**Trecho do documento**
Apelo solenemente a todos que leem estas páginas: como poderemos estar em casa e felizes no céu, se morrermos impuros? A morte não opera mudança. O túmulo não provoca alteração. Cada um ressuscitará com o mesmo caráter com que deu seu último suspiro. Onde será o nosso lugar se agora somos estranhos à santidade?
Suponha, por um momento, que você fosse permitido entrar no céu sem santidade. O que faria? Que possível prazer poderia sentir ali? A qual de todos os santos você se uniria e ao lado de quem se sentaria? Os prazeres deles não são os seus prazeres, os gostos deles não são os seus gostos, o caráter deles não é o seu caráter. Como poderia ser feliz, se não tivesse sido santo na terra?
Agora, talvez, você ame a companhia dos levianos e descuidados, dos mundanos e gananciosos, dos foliões e amantes dos prazeres, dos ímpios e profanos. Não haverá tais pessoas no céu.
Agora, talvez, você ache que os santos de Deus são rigorosos e excessivamente sérios. Você prefere evitá-los. Não tem prazer na companhia deles. Não haverá outra companhia no céu.
Agora, talvez, você considere a oração, a leitura das Escrituras e o canto de hinos como coisas monótonas, melancólicas e entediantes—atividades a serem toleradas de vez em quando, mas não desfrutadas. Você considera o domingo um fardo e um cansaço; não conseguiria, de modo algum, passar grande parte dele adorando a Deus. Mas lembre-se: o céu é um sábado que nunca termina. Seus habitantes não descansam nem de dia nem de noite, dizendo: “Santo, santo, santo é o Senhor Deus Todo-Poderoso” e cantando o louvor do Cordeiro. Como poderia um homem impuro encontrar prazer em uma ocupação como esta?

**Enunciado da tarefa**
Indique se cada afirmação concorda com o trecho sobre a santidade e o céu, respondendo sim ou não e citando literalmente as palavras do trecho que decidem a questão. (a) A morte altera o caráter da pessoa. (b) Os habitantes do céu não descansam nem de dia nem de noite. (c) No céu haverá a companhia dos mundanos e gananciosos. Baseie-se somente no trecho sobre a santidade e o céu.

**Material recolhido**
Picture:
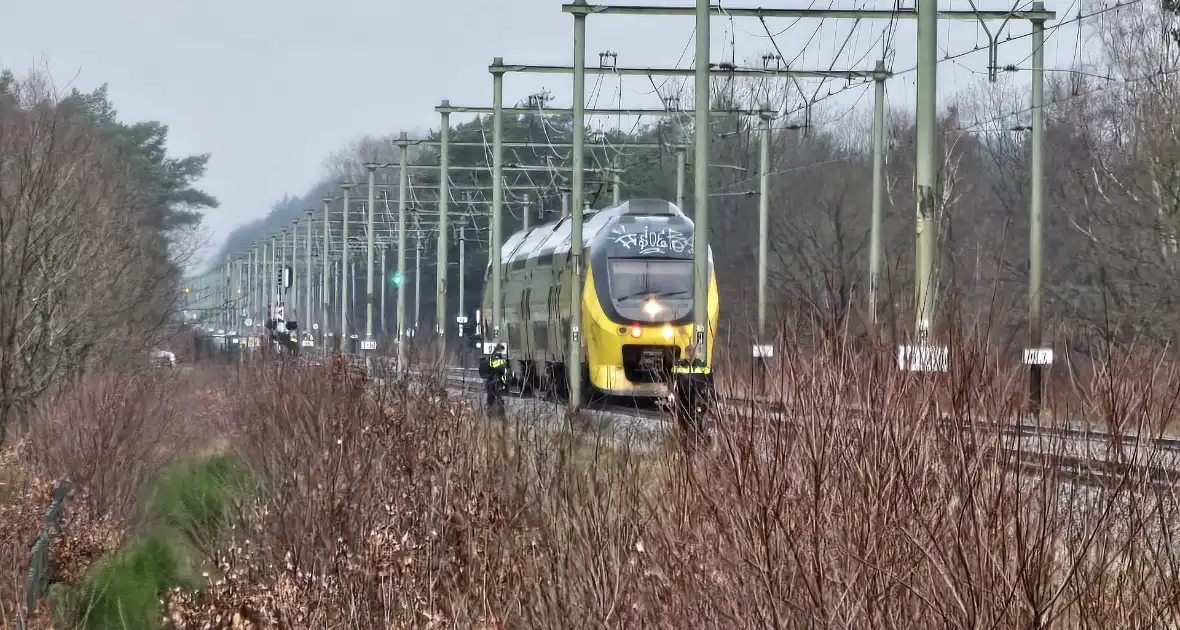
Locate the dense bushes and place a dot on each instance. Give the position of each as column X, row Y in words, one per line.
column 316, row 503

**Resultado da tarefa**
(a) Não: “A morte não opera mudança.”
(b) Sim: “Seus habitantes não descansam nem de dia nem de noite”
(c) Não: “Não haverá tais pessoas no céu.”